> _Directions_:
Please turn the data below into a numbered list with one entry per line, skipping any blank lines and leaving the pictures out.

> _Excerpted records_:
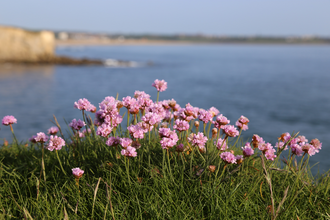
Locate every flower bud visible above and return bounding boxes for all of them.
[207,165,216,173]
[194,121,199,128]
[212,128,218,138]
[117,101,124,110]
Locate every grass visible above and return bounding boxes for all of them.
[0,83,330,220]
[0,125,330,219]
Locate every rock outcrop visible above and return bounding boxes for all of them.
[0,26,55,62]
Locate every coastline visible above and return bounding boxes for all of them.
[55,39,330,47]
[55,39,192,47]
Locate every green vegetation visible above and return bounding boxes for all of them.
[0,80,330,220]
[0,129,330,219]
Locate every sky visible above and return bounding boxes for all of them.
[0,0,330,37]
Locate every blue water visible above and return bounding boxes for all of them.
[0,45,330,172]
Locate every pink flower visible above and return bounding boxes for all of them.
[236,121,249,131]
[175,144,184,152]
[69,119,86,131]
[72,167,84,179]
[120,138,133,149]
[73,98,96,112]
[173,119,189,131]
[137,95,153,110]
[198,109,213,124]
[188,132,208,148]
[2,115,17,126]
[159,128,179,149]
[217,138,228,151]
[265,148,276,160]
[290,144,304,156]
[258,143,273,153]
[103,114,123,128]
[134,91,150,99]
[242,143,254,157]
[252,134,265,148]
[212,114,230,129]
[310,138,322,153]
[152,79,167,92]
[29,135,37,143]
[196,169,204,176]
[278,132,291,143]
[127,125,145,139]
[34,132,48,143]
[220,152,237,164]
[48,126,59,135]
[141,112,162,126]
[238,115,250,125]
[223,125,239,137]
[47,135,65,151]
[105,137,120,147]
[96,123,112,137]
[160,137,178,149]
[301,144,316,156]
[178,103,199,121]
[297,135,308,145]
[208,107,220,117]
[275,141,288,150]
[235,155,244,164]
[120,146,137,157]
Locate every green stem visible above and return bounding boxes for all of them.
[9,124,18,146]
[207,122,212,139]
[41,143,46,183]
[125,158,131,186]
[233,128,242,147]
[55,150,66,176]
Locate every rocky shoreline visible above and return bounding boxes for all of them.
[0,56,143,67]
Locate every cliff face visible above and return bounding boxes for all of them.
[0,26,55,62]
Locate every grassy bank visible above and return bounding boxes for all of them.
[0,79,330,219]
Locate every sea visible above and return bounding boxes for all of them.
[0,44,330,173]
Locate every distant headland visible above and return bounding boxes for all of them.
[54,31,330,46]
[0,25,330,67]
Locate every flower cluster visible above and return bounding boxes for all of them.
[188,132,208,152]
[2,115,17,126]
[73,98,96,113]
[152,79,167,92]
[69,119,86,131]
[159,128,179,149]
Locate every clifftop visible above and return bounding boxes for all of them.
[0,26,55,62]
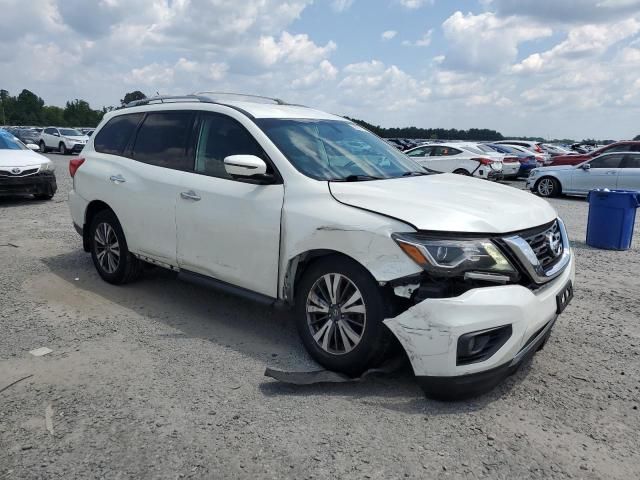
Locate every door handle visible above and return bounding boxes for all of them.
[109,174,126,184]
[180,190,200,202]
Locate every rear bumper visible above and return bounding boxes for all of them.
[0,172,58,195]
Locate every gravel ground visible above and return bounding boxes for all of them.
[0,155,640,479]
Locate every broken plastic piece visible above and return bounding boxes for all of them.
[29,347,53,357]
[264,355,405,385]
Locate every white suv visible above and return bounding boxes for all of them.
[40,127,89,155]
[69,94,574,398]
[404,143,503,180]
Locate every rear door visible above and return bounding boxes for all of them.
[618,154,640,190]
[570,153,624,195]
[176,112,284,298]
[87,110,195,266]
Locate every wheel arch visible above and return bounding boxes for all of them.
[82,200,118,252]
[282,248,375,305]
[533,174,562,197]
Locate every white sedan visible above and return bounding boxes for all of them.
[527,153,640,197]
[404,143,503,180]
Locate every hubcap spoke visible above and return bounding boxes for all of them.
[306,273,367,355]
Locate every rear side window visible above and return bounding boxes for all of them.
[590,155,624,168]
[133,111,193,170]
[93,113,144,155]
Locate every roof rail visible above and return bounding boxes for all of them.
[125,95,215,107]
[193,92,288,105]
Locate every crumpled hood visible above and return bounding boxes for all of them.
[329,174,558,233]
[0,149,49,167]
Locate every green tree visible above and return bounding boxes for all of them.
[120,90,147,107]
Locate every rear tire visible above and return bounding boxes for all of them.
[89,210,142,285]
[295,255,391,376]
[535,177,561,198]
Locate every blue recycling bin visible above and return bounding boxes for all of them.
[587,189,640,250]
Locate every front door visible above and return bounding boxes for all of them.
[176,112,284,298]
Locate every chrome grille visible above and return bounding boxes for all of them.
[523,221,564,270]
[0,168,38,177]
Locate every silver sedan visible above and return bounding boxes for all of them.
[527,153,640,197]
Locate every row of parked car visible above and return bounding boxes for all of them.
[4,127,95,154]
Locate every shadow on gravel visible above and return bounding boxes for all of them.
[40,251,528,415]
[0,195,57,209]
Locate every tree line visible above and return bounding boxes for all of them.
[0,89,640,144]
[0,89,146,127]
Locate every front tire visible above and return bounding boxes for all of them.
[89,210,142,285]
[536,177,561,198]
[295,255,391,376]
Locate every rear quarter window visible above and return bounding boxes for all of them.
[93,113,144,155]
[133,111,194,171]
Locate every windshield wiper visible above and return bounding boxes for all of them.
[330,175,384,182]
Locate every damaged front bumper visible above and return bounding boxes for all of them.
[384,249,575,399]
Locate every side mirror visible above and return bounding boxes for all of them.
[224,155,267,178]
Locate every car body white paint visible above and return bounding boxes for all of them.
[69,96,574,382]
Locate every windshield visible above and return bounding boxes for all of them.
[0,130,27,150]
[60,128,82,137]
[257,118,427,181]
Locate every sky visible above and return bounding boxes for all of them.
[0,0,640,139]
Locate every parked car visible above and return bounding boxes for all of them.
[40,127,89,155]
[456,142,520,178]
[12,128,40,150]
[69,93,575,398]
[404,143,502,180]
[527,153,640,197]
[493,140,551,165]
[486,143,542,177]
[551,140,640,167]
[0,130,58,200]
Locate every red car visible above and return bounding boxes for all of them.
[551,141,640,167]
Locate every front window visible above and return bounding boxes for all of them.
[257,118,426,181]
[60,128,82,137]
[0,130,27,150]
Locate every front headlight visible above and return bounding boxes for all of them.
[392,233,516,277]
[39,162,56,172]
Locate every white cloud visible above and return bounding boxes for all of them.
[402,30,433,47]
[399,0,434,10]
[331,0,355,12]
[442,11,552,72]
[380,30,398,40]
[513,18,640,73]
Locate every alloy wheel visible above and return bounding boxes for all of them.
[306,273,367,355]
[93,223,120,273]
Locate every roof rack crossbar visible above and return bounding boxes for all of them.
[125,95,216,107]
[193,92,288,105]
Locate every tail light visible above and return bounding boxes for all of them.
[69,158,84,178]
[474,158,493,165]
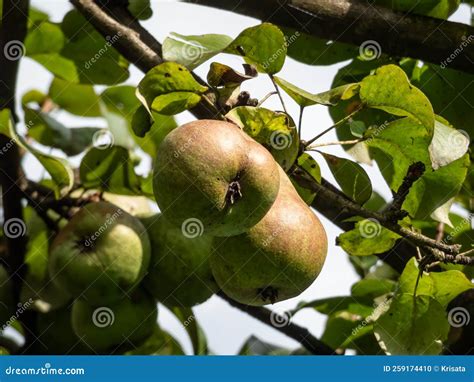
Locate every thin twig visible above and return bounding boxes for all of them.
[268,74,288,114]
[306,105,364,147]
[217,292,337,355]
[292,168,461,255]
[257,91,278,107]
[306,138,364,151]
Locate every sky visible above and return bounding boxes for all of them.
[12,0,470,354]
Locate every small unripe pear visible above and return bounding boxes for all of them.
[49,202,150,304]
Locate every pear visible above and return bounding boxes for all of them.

> _Exercise solution_:
1. Locate every flower bud visible above and return bounding boxes for all of them.
2. [207,165,216,173]
3. [194,121,199,128]
4. [212,128,218,138]
5. [117,101,124,110]
6. Locate every grass visible above and return bounding boxes for all of them.
7. [0,83,330,220]
8. [0,125,330,219]
9. Locate every rock outcrop visible above and return bounding boxes for all of them.
10. [0,26,55,62]
11. Locate every coastline visible above and return bounding boxes for all of them.
12. [55,39,330,47]
13. [55,39,192,47]
14. Locate every green vegetation visible above and return bounding boxes for all of them.
15. [0,80,330,220]
16. [0,129,330,219]
17. Locate every sky visible above and return bounding boxes for all of them.
18. [0,0,330,37]
19. Locate every blue water visible above and return bounding boxes for all of them.
20. [0,45,330,172]
21. Locate every pink flower visible above and return bounding boxes for all of them.
22. [236,121,249,131]
23. [175,144,184,152]
24. [69,119,86,131]
25. [72,167,84,179]
26. [120,138,133,149]
27. [73,98,96,112]
28. [173,119,189,131]
29. [137,95,153,110]
30. [198,109,213,124]
31. [188,132,208,148]
32. [2,115,17,126]
33. [159,128,179,149]
34. [217,138,228,151]
35. [265,148,276,160]
36. [290,144,304,156]
37. [258,143,273,153]
38. [103,114,123,128]
39. [134,91,150,99]
40. [242,143,254,157]
41. [252,134,265,148]
42. [212,114,230,129]
43. [310,138,322,153]
44. [152,79,167,92]
45. [29,135,37,143]
46. [196,169,204,176]
47. [278,132,291,143]
48. [127,125,145,139]
49. [34,132,48,143]
50. [220,152,237,164]
51. [48,126,59,135]
52. [141,112,162,126]
53. [238,115,250,125]
54. [223,125,239,137]
55. [47,135,65,151]
56. [105,137,120,147]
57. [96,123,112,137]
58. [160,137,178,149]
59. [301,144,316,156]
60. [178,103,199,121]
61. [297,135,308,145]
62. [208,107,220,117]
63. [275,141,288,150]
64. [235,155,244,164]
65. [120,146,137,157]
66. Locate every green stem visible above and return bounding boxes for all of them.
67. [9,124,18,146]
68. [207,122,212,139]
69. [41,143,46,183]
70. [125,158,131,186]
71. [233,128,242,147]
72. [55,150,66,176]
73. Locate every rocky shoreline visible above and return bounding boxes for all of them.
74. [0,56,143,67]
75. Locate every cliff face visible above and return bounding boxes for all of them.
76. [0,26,55,62]
77. Locate every grassy bank visible above and return bounding boxes for all of them.
78. [0,79,330,219]
79. Locate every sea visible above and return bounding boxes for all of them.
80. [0,44,330,173]
81. Locate every distant headland visible above and return bounding boxes for all of them.
82. [54,31,330,46]
83. [0,25,330,67]
84. Locate every flower cluster visible above and return bounding boxes for all of them.
85. [188,132,208,152]
86. [2,115,17,126]
87. [73,98,96,113]
88. [152,79,167,92]
89. [69,119,86,131]
90. [159,128,179,149]
91. Locate every clifftop visible above and return bounding boxes for all of them.
92. [0,26,55,62]
93. Locate every door handle visible above and return bounding boxes for all of them.
94. [109,174,126,184]
95. [180,190,200,202]
96. Locate every rear bumper visible above and return bounding boxes for all of them.
97. [0,172,58,195]
98. Locate every gravel ground visible above and return bounding boxes for all of them.
99. [0,155,640,479]
100. Locate every broken plastic piece visible above and return bounding boxes for all of them.
101. [29,347,53,357]
102. [264,355,405,385]
103. Locate every white suv visible above and return bounding boxes for all of them.
104. [40,127,89,155]
105. [69,94,574,398]
106. [404,143,503,180]
107. Locate every rear door visible above and return bounding boxes for all of them.
108. [618,154,640,190]
109. [570,153,624,195]
110. [176,112,284,298]
111. [87,110,195,266]
112. Locate every wheel arch visible above and return bounding boxes for all of them.
113. [82,200,118,252]
114. [282,248,375,305]
115. [533,174,562,197]
116. Locate every white sedan visible above and return bounding boxes for all of them.
117. [527,153,640,197]
118. [404,143,503,180]
119. Locate every hubcap spoke visible above and return bounding boxes for all of them.
120. [306,273,367,355]
121. Locate every rear side window visible above and return bounding boxes for all of them.
122. [590,155,624,168]
123. [133,111,193,170]
124. [93,113,144,155]
125. Locate every roof rail visible above and return bounding boxes for all of them.
126. [125,95,215,107]
127. [193,92,288,105]
128. Locate every crumpled hood visible above and return bounding boxes for all of them.
129. [329,174,558,233]
130. [0,149,49,167]
131. Locate every green tree visible above and return bounding boxes for all of them.
132. [120,90,147,107]
133. Locate every rear tire visible above and return bounding boxes for all of them.
134. [89,210,142,285]
135. [295,255,391,376]
136. [535,177,561,198]
137. Locate every blue recycling bin visible above and return bounding boxes for all of them.
138. [587,189,640,250]
139. Locate every front door visible above and return bounding boxes for all of them.
140. [176,112,284,298]
141. Locate every chrome grille visible above and return bounding boxes for all of them.
142. [523,221,564,270]
143. [0,168,38,177]
144. Locate every silver sedan visible above and return bounding boxes for all of them.
145. [527,153,640,197]
146. Locate every row of parked car visible above and return bounding boxes for all of them.
147. [4,127,95,154]
148. Locate every shadow on gravel visible above and return bounding boxes for all of them.
149. [40,251,528,415]
150. [0,195,57,209]
151. Locate every tree line visible above and return bounding boxes for all of them.
152. [0,89,640,144]
153. [0,89,146,127]
154. Locate every front tire visible above and return bounding boxes for all of them.
155. [89,210,142,285]
156. [536,177,561,198]
157. [295,255,391,376]
158. Locate every rear quarter window visible above and return bounding boxes for all of them.
159. [93,113,144,155]
160. [133,111,194,171]
161. Locate every windshield wiper visible above and return bounding boxes for all of them.
162. [330,175,384,182]
163. Locate every damaged front bumper visible above and return bounding boxes for all of them.
164. [384,249,575,399]
165. Locate every side mirror visible above and return bounding boxes for all of them.
166. [224,155,267,178]
167. Locate every car body white paint visible above and return bounding boxes for all of them.
168. [69,96,574,382]
169. Locate every windshield visible above and return bounding boxes for all of them.
170. [0,130,27,150]
171. [60,128,82,137]
172. [257,118,427,181]
173. Locate every sky visible above and return bounding boxes for all of them.
174. [0,0,640,139]
175. Locate every parked car visible above and return bounding boxes for all of them.
176. [40,127,89,155]
177. [456,142,520,178]
178. [12,128,40,150]
179. [69,93,575,398]
180. [404,143,502,180]
181. [527,153,640,197]
182. [493,140,551,165]
183. [486,143,542,177]
184. [551,140,640,167]
185. [0,130,58,200]
186. Locate every red car visible above and return bounding boxes for all of them.
187. [551,141,640,167]
188. Locate every front window visible above and return bounding boxes for all of them.
189. [257,118,426,181]
190. [60,128,82,137]
191. [0,130,27,150]
192. Locate every front headlight visible above and return bounding boxes for all of them.
193. [392,233,516,277]
194. [39,162,56,172]
195. Locate every white cloud visible above and return bounding boxes for all of them.
196. [402,30,433,47]
197. [399,0,434,10]
198. [331,0,355,12]
199. [442,11,552,72]
200. [380,30,398,40]
201. [513,18,640,73]
202. Locate every alloy wheel visible above and return bounding boxes for all of them.
203. [306,273,367,355]
204. [93,223,120,273]
205. Locate every roof rack crossbar visible above and return bounding boxes for all of them.
206. [125,95,216,107]
207. [193,92,288,105]
208. Locate every tail light visible above and return bounding boxes for all of them.
209. [69,158,84,178]
210. [474,158,493,165]
211. Locate every thin twig visible above and return bounding boxes for all of them.
212. [268,74,288,114]
213. [306,105,364,147]
214. [217,292,337,355]
215. [292,168,461,255]
216. [257,91,278,107]
217. [306,138,364,151]
218. Locate every sky visible above and return bounding boxes for all of them.
219. [12,0,470,354]
220. Locate every small unripe pear visible above and return bounding boxes for all of them.
221. [49,202,150,304]
222. Locate every pear visible above and return bounding boxes for all of them.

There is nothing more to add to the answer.